### Listing
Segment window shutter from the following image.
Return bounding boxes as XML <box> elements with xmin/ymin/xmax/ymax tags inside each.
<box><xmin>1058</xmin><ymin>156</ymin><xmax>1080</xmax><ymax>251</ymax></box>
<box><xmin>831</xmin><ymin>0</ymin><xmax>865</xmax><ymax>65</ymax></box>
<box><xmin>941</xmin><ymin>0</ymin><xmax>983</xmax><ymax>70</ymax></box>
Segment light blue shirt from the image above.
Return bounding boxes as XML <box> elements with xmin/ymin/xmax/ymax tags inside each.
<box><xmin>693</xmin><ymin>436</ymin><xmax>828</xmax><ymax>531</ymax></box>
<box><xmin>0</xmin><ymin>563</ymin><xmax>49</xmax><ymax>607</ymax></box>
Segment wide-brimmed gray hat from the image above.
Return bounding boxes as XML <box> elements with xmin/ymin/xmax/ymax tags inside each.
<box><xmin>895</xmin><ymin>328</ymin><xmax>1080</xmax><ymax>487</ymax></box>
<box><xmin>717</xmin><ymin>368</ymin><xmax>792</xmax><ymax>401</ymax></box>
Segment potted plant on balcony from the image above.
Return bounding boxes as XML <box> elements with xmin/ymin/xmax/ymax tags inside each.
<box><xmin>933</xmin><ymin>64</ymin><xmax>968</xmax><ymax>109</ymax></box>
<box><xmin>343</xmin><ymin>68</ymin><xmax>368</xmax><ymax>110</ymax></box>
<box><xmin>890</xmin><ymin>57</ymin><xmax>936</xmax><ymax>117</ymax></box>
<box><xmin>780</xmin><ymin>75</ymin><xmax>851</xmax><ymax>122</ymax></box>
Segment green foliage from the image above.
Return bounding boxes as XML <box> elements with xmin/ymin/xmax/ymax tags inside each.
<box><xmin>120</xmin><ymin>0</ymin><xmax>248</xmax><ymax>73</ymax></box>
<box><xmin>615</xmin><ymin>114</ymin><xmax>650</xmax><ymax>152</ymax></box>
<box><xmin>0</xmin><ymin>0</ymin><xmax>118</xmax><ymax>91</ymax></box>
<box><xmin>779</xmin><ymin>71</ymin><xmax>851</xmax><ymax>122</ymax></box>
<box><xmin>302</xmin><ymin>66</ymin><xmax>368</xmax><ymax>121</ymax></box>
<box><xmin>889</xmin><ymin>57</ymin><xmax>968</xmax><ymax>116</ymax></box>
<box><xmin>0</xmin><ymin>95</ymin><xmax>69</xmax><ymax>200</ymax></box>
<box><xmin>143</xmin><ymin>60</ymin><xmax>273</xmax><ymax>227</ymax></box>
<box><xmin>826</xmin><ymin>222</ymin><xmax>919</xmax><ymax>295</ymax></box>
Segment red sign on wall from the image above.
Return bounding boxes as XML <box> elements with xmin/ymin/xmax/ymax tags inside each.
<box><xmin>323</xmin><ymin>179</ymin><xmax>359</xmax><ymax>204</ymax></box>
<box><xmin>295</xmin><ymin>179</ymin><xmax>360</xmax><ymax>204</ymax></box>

### Your goal
Output the data above exactly, please, line for line.

### Task output
Segment window shutter from the following image.
Return bounding boxes as XML <box> elements with xmin/ymin/xmax/ymax tags inside each.
<box><xmin>1058</xmin><ymin>156</ymin><xmax>1080</xmax><ymax>251</ymax></box>
<box><xmin>831</xmin><ymin>0</ymin><xmax>865</xmax><ymax>65</ymax></box>
<box><xmin>941</xmin><ymin>0</ymin><xmax>983</xmax><ymax>70</ymax></box>
Segment light blue shirt from the image above.
Return bounding boxes as XML <box> elements with xmin/ymin/xmax/ymax tags inside each.
<box><xmin>693</xmin><ymin>436</ymin><xmax>828</xmax><ymax>531</ymax></box>
<box><xmin>0</xmin><ymin>563</ymin><xmax>49</xmax><ymax>607</ymax></box>
Segment wide-brimmed gray hat from the image above.
Return bounding boxes as XML <box> elements with xmin/ymin/xmax/ymax tags inside each.
<box><xmin>895</xmin><ymin>328</ymin><xmax>1080</xmax><ymax>487</ymax></box>
<box><xmin>717</xmin><ymin>368</ymin><xmax>792</xmax><ymax>401</ymax></box>
Segment potted plant on balcony from the image above.
Return bounding boxes as XML <box> elements with xmin/ymin/xmax/ymax tags inside each.
<box><xmin>933</xmin><ymin>64</ymin><xmax>968</xmax><ymax>109</ymax></box>
<box><xmin>343</xmin><ymin>68</ymin><xmax>368</xmax><ymax>110</ymax></box>
<box><xmin>890</xmin><ymin>57</ymin><xmax>936</xmax><ymax>117</ymax></box>
<box><xmin>780</xmin><ymin>75</ymin><xmax>851</xmax><ymax>122</ymax></box>
Segment green foliage from the image above.
Return bounding boxes as XML <box> elements with xmin/ymin/xmax/ymax tags inside each.
<box><xmin>120</xmin><ymin>0</ymin><xmax>248</xmax><ymax>73</ymax></box>
<box><xmin>615</xmin><ymin>114</ymin><xmax>650</xmax><ymax>152</ymax></box>
<box><xmin>0</xmin><ymin>0</ymin><xmax>118</xmax><ymax>91</ymax></box>
<box><xmin>779</xmin><ymin>71</ymin><xmax>851</xmax><ymax>122</ymax></box>
<box><xmin>302</xmin><ymin>66</ymin><xmax>368</xmax><ymax>121</ymax></box>
<box><xmin>889</xmin><ymin>57</ymin><xmax>968</xmax><ymax>116</ymax></box>
<box><xmin>0</xmin><ymin>95</ymin><xmax>69</xmax><ymax>200</ymax></box>
<box><xmin>143</xmin><ymin>60</ymin><xmax>273</xmax><ymax>227</ymax></box>
<box><xmin>826</xmin><ymin>222</ymin><xmax>919</xmax><ymax>295</ymax></box>
Segment red sign on wall from the image above.
Return bounding boxes as XML <box> elements with xmin/ymin/xmax/ymax tags inside each.
<box><xmin>323</xmin><ymin>179</ymin><xmax>359</xmax><ymax>204</ymax></box>
<box><xmin>295</xmin><ymin>179</ymin><xmax>360</xmax><ymax>204</ymax></box>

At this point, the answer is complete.